Stored records
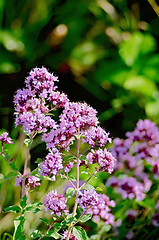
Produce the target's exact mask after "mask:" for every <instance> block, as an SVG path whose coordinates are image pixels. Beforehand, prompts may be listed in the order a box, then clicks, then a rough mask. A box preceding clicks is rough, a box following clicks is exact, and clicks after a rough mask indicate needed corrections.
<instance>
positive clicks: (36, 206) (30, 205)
mask: <svg viewBox="0 0 159 240" xmlns="http://www.w3.org/2000/svg"><path fill="white" fill-rule="evenodd" d="M42 205H43V204H42V203H41V202H33V203H29V204H27V205H26V206H27V207H31V206H34V207H40V206H42Z"/></svg>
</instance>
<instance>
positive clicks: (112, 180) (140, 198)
mask: <svg viewBox="0 0 159 240" xmlns="http://www.w3.org/2000/svg"><path fill="white" fill-rule="evenodd" d="M106 185H107V186H110V185H111V186H113V187H116V188H117V191H118V193H120V194H121V195H122V198H123V199H126V198H129V199H133V198H135V197H136V201H141V200H143V199H144V197H145V193H144V190H145V189H144V185H143V184H142V183H140V182H138V181H137V180H136V178H134V177H124V178H122V179H118V178H116V177H113V179H112V178H109V179H108V181H107V184H106Z"/></svg>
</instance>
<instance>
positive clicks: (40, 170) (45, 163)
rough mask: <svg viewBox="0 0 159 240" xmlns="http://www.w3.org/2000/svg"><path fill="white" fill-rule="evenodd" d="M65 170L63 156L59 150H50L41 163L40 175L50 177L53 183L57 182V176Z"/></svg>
mask: <svg viewBox="0 0 159 240" xmlns="http://www.w3.org/2000/svg"><path fill="white" fill-rule="evenodd" d="M62 168H63V164H62V154H61V153H60V152H59V151H58V149H56V148H54V149H52V150H50V152H49V153H48V154H47V156H46V157H45V158H44V159H43V161H42V162H41V163H40V174H41V175H43V176H50V177H51V180H52V181H55V180H56V175H57V174H58V172H59V170H60V169H62Z"/></svg>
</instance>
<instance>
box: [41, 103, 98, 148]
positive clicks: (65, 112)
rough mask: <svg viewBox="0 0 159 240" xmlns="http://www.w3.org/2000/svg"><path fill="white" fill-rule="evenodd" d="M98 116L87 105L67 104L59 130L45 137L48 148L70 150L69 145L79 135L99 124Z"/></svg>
mask: <svg viewBox="0 0 159 240" xmlns="http://www.w3.org/2000/svg"><path fill="white" fill-rule="evenodd" d="M96 114H97V112H96V110H95V109H93V108H92V107H90V106H89V105H87V104H86V103H75V102H72V103H71V102H68V103H66V104H65V108H64V110H63V112H62V114H61V115H60V123H59V126H58V127H57V129H56V130H55V131H54V130H52V131H50V132H49V133H47V134H44V136H43V141H45V142H46V145H47V148H54V147H55V146H58V147H60V148H61V149H69V145H70V144H71V143H72V142H73V141H74V140H75V137H76V136H77V135H81V134H82V133H83V132H84V131H85V130H86V129H88V128H90V127H91V126H96V125H97V124H98V118H97V116H96Z"/></svg>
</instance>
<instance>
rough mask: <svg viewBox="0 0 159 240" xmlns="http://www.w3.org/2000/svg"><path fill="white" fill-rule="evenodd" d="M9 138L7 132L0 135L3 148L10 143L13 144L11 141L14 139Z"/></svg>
mask: <svg viewBox="0 0 159 240" xmlns="http://www.w3.org/2000/svg"><path fill="white" fill-rule="evenodd" d="M7 136H8V133H7V132H4V133H2V134H1V135H0V142H1V144H2V146H4V145H5V144H9V143H11V144H13V142H12V141H11V140H12V139H11V138H10V137H7Z"/></svg>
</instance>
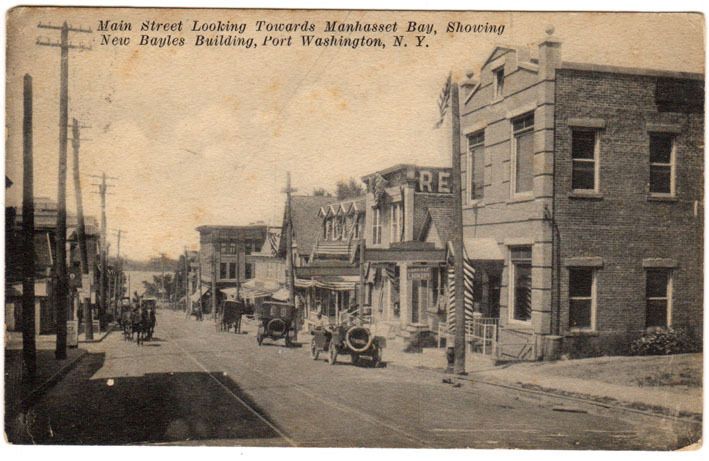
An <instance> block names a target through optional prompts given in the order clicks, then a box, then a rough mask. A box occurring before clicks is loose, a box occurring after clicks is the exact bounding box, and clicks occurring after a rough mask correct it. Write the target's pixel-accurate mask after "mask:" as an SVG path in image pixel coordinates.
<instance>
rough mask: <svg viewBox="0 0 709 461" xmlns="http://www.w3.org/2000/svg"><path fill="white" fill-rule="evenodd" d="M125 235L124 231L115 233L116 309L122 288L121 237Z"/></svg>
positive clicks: (115, 291)
mask: <svg viewBox="0 0 709 461" xmlns="http://www.w3.org/2000/svg"><path fill="white" fill-rule="evenodd" d="M123 234H125V231H123V230H122V229H118V230H117V231H116V234H115V235H116V269H115V277H114V282H113V295H114V302H115V306H116V309H117V307H118V303H119V302H120V300H121V295H122V294H123V293H122V287H123V262H122V261H121V236H122V235H123ZM116 313H117V311H116V310H114V312H113V314H114V316H115V315H116Z"/></svg>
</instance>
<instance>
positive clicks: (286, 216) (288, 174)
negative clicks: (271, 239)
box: [281, 171, 297, 303]
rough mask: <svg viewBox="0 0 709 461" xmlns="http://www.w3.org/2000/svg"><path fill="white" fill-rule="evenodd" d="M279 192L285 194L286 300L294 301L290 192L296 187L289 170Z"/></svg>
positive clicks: (294, 189) (294, 190)
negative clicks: (292, 182) (285, 178)
mask: <svg viewBox="0 0 709 461" xmlns="http://www.w3.org/2000/svg"><path fill="white" fill-rule="evenodd" d="M281 192H285V194H286V283H287V287H288V302H290V303H295V274H294V270H293V216H292V214H291V193H293V192H297V189H293V188H292V187H291V182H290V171H289V172H288V173H287V175H286V188H285V189H283V190H282V191H281Z"/></svg>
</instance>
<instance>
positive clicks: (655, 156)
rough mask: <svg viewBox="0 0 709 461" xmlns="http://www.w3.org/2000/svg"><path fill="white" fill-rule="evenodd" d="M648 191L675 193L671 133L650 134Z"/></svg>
mask: <svg viewBox="0 0 709 461" xmlns="http://www.w3.org/2000/svg"><path fill="white" fill-rule="evenodd" d="M650 193H652V194H662V195H674V193H675V149H674V136H672V135H668V134H658V133H652V134H651V135H650Z"/></svg>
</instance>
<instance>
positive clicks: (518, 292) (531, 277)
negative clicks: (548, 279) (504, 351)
mask: <svg viewBox="0 0 709 461" xmlns="http://www.w3.org/2000/svg"><path fill="white" fill-rule="evenodd" d="M510 263H511V264H510V271H511V274H510V280H511V281H512V283H511V285H510V288H511V291H512V306H511V310H510V312H511V313H512V317H511V318H512V320H518V321H523V322H526V321H529V320H530V319H531V318H532V247H531V246H524V247H512V248H510Z"/></svg>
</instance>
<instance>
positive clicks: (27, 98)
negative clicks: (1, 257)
mask: <svg viewBox="0 0 709 461" xmlns="http://www.w3.org/2000/svg"><path fill="white" fill-rule="evenodd" d="M32 150H33V145H32V77H31V76H30V75H29V74H25V79H24V113H23V117H22V159H23V163H24V165H23V171H22V238H23V245H22V250H23V251H22V263H23V264H22V359H23V362H24V365H25V368H26V370H27V376H28V377H29V379H34V377H35V375H36V374H37V345H36V344H35V337H34V334H35V324H34V309H35V308H34V275H35V274H34V272H35V265H34V171H33V170H34V166H33V158H32V156H33V152H32Z"/></svg>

PROBLEM TO WORK ON: Show each line of the listing above that contains the string "after".

ANSWER TO THE PROBLEM:
Produce the target's exact mask after "mask:" for every <instance> block, as an SVG path whose coordinates are image pixels. Beforehand, prompts may be listed in the order a box, then clicks, then a rough mask. A box preceding clicks is rough, a box following clicks is exact, and clicks after a rough mask indicate needed corrections.
An <instance> block names a target through optional prompts given in the order clicks, then a box, then a rough mask. A box occurring before clicks is loose, a box occurring after clicks is the exact bounding box, and clicks occurring after a rough mask correct it. Write the target's pixel-accurate mask after "mask:" as an SVG path in image pixel coordinates.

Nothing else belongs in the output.